Segment Start: EXCERPTED TEXT

On Wednesday, Governor Jerry Brown released a proposed $131.7 billion general fund budget for California. The budget blueprint included $12 billion to be spent on corrections.
A total of $26.6 million would go toward developing a new Firefighter Training and Certification Program for formerly incarcerated Californians. The state seeks to open a training center in Ventura where 80 individuals will be selected by the CDCR and the CA Department of Forestry and Fire Protection, the latter of which will also conduct the training and certification.
Almost a quarter of the approximately 8,000 firefighters on the front lines of the battle against the recent Southern California fires, including the catastrophic Thomas fire in Ventura, were inmates. The inmate conservation camp program saves the state millions of dollars each year, since the incarcerated firefighters are paid approximately $2 a day (and another $1 when they’re fighting fires).
Food and living conditions within the fire camps are much better than in prison, and participants receive two days off their sentences for every one day worked. Still, advocates have argued that the state’s reliance on the program to bolster firefighter ranks could delay prison reform progress.
Moreover, despite their training and on-the-job experience, once released, program participants’ convictions have precluded them from working as professional firefighters in their communities.
The new 18-month employment program would include an initial three months of life skills training, basic firefighting and forestry courses, and any treatment programs that may be required. During the second three-month stage of the program, participants would finish “advanced, comprehensive industry firefighter courses and certification.” Once training had been completed, the participants would go on a Type I Fire Crew assignment for one year, gaining hands-on work experience as a professional firefighter. With their certification and job experience, graduates of the program would be qualified to apply for firefighting positions within local, state, and federal firefighting agencies.
Within the budget, Brown also seeks to increase the age cap for youth under the jurisdiction of the Division of Juvenile Justice from 23 to 25. In 2012, the state budget stopped the housing of 24- and 25-year-olds in DJJ detention facilities in order to save the state money and reduce the youth inmate population.
“New research on brain development and juvenile case law around diminished culpability of juvenile offenders has prompted the Administration to reevaluate this decision,” according to the budget.

Segment End: EXCERPTED TEXT

### REQUIREMENT
Proceed with the article on Governor Brown's proposed California budget, writing on from its final sentence.

Segment Start: SUPPLIED ENTRIES

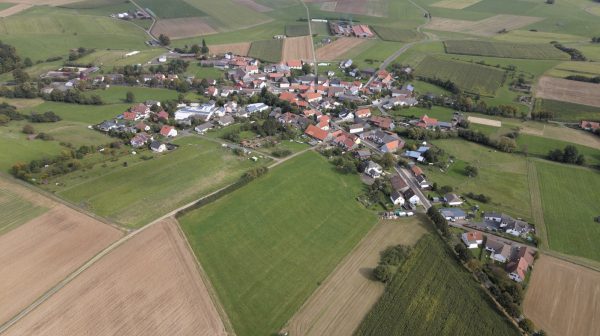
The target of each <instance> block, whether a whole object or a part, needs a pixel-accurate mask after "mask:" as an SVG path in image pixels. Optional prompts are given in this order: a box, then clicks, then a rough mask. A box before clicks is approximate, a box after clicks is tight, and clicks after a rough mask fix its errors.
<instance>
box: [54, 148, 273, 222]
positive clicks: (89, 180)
mask: <svg viewBox="0 0 600 336" xmlns="http://www.w3.org/2000/svg"><path fill="white" fill-rule="evenodd" d="M175 143H176V144H178V145H180V146H181V147H180V148H178V149H177V150H175V151H174V152H171V153H165V154H162V155H152V154H149V153H147V154H146V155H148V154H149V155H151V156H153V159H151V160H146V161H144V160H139V159H135V158H133V157H130V158H129V159H128V158H127V157H125V158H122V159H121V161H125V162H126V161H131V160H138V161H137V162H135V163H133V164H129V165H128V167H124V166H123V164H122V162H121V161H118V162H116V163H117V164H111V165H108V166H105V165H95V166H94V167H93V168H91V169H86V170H80V171H76V172H74V173H71V174H67V175H64V176H62V177H60V178H58V179H56V180H53V181H52V182H53V183H54V182H58V183H60V184H61V186H60V187H54V186H52V188H54V189H55V191H56V192H57V194H58V195H59V196H60V197H63V198H65V199H67V200H69V201H71V202H73V203H76V204H78V205H81V206H83V207H85V208H87V209H88V210H90V211H93V212H95V213H97V214H99V215H101V216H104V217H107V218H110V219H112V220H114V221H116V222H117V223H120V224H123V225H126V226H131V227H138V226H141V225H143V224H147V223H148V222H150V221H151V220H153V219H155V218H158V217H159V216H160V215H163V214H165V213H167V212H169V211H171V210H173V209H175V208H177V207H179V206H182V205H184V204H186V203H187V202H191V201H193V200H194V199H197V198H199V197H200V196H202V195H205V194H208V193H210V192H212V191H214V190H217V189H219V188H221V187H223V186H225V185H227V184H229V183H232V182H234V181H236V180H237V179H238V178H239V177H240V176H241V175H242V173H243V172H244V171H245V170H246V169H248V168H250V167H252V166H254V165H258V164H262V163H260V162H259V163H251V162H250V160H248V159H247V158H244V157H237V156H234V155H233V154H232V153H230V152H229V151H228V150H227V149H223V148H222V147H221V146H220V144H217V143H214V142H210V141H207V140H202V139H200V138H197V137H185V138H180V139H178V140H176V141H175Z"/></svg>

Segment End: SUPPLIED ENTRIES

### REPLY TO THE TASK
The governor’s plan also includes $454.4 million for the Division of Rehabilitative Programs, an increase of more than $150 million over fiscal year 2012-2013. “As a per offender investment, this exceeds pre-recession era levels that were the peak of rehabilitation funding,” Brown’s budget states.
In addition, the budget includes more than $64 million saved by Proposition 47, the most of any year since the voter-approved law went into effect in 2015.
(In comparison, the 2016-2017 budget calculated the Prop. 47 savings to be $39.4 million. And the 2017-2018 budget estimated the savings to be $45.6 million.)
Prop. 47 reduced six low-level property and drug-related felonies to misdemeanors.
That savings is earmarked for mental health and drug rehab programs for criminal justice system-involved individuals, efforts to reduce truancy and help at-risk students, and for victims’ services.
Not everyone is pleased with the governor’s proposed spending on corrections, however.
John J. Bauters, director of government relations for Californians for Safety and Justice, one of the groups behind the passage of Prop. 47, criticizes the $12 billion fund, noting that it “represents an increase of well over 500 percent since 1981.”
What Bauters finds most troubling about the high level of spending on corrections “is how little it translates to actually keeping Californians safe in the long run. Excessive prison spending and over-incarceration not only prevents California from resolving the crises in our communities that give rise to crime, but it also plays a significant role in exacerbating the cycle of crime.”
This, Bauters says, is what makes Prop. 47 funds so important. “By shifting dollars away from incarceration and into our local communities, we are finally beginning to address the acute community needs that are actively contributing to the cycle of crime,” Bauters says. “It is imperative that we bring balance back to our state’s public safety investments.”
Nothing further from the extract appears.